Trecho:
((
MINHAS LEITURAS 4 - O Homem e a Terra
- Fabio Moreira
- 5 de fev.
- 5 min de leitura
Atualizado: 4 de mar.

Por muitos anos - principalmente durante a adolescência - viveu em mim um sentimento de não pertencimento: a sensação de que eu havia nascido no lugar errado; a certeza de que a pequena cidade do interior de Santa Catarina onde eu cresci e vivia não era lugar para mim. Para um garoto de 15 anos que sonhava em viver da arte, Guaramirim e Santa Catarina pareciam uma prisão no meio do deserto. Meu lugar no mundo era qualquer lugar bem longe dali.
E foi então que lá por volta dos meus vinte anos me veio a oportunidade de, pela primeira vez, viver em outra cidade e tentar uma vida nova. Inicialmente eu pensei que finalmente havia encontrado “o meu lugar”, mas não demorou para que eu me sentisse deslocado, forasteiro, e por fim um evento inesperado acabou-se por revelar-se decisivo, escancarando a minha ignorância, fazendo-me ver que eu, que queria conhecer o mundo, não conhecia nem mesmo o lugar tão pequeno onde nasci e havia sido criado. O que talvez não seja nenhuma novidade, pois como Alain de Botton evidencia em seu livro 'A Arte de Viajar', “estamos convencidos de ter descoberto tudo o que é interessante numa vizinhança basicamente por ter vivido ali durante muito tempo. Parece inimaginável que haja algo novo a ser descoberto num lugar em que vivemos há uma década ou mais. Estamos habituados e, portanto, cegos.” pg. 238-239
Pouco tempo depois deste evento acabei retornando para a pequena Guaramirim e desde aquele primeiro dia tudo me pareceu que um novo mundo estava diante dos meus olhos recém abertos. As florestas, as montanhas, as plantações de arroz, o modo como caía a chuva, a estrada serpenteando entre os morros. E desde então passei a me interessar cada vez mais por aquilo que chamo de “lugar onde eu vivo”.
))
Tarefa proposta:
Por favor, dê continuidade ao trecho sobre Guaramirim a partir da última frase. As entradas abaixo provêm de outra fonte.

Informações fornecidas:
((
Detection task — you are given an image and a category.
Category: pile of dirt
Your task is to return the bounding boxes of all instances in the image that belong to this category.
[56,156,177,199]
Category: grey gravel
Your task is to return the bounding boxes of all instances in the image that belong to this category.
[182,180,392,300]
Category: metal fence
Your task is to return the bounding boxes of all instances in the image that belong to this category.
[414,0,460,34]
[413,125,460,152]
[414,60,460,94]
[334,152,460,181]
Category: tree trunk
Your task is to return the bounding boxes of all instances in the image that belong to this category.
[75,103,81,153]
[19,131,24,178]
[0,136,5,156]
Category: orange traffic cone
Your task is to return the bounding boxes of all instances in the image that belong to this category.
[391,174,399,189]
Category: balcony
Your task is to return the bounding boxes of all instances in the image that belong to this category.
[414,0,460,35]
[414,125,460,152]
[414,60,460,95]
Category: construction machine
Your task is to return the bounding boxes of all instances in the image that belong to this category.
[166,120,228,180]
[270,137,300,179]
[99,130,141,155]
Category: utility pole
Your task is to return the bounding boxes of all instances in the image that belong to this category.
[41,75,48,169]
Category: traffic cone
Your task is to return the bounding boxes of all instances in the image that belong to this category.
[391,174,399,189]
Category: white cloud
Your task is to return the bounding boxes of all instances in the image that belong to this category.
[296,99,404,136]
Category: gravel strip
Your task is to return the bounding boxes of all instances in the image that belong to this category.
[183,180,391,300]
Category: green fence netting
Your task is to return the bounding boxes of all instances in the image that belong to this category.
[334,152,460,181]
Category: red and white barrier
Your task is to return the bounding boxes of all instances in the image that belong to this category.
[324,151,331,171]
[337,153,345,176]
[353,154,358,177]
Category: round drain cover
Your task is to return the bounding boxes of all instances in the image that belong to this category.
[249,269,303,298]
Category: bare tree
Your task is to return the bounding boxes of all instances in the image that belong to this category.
))
Resposta esperada:
Já se passaram 15 anos desde então. Nesses anos todos estudei, li muitos livros, realizei algumas viagens e explorei ruas e estradas até então desconhecidas. A lista de 18 livros que elaborei no ano passado foi somente mais um dos diversos projetos que propus a mim mesmo com esse objetivo: conhecer o “lugar onde vivo.” Sendo assim, é claro que alguns dos livros selecionados tratam sobre algum tema relacionado à história de Santa Catarina. Outros, porém, são mais filosóficos-teóricos e não se referem a nenhum lugar em específico, mas dizem respeito às nossas atitudes e concepções - em resumo: ao modo como as pessoas se relacionam e veem o mundo à sua volta. São livros que pretendo ler para que meu olhar fique mais atento para as sutilezas do mundo - não só para ser um fotógrafo com olhar mais apurado e crítico, mas também porque viver ganha uma nova profundidade e significado quando sabemos ver para além das aparências.
É o caso desta obra intitulada ‘O Homem e a Terra’, minha primeira leitura de 2025 e a quarta da minha lista de 18 livros. Leitura que realizei no final de janeiro, pouco depois de uma viagem de 805 km de bicicleta pelo litoral de Santa Catarina. Em outro momento pretendo relatar esta experiência. Agora quero falar sobre essa obra que me trouxe algumas inspirações.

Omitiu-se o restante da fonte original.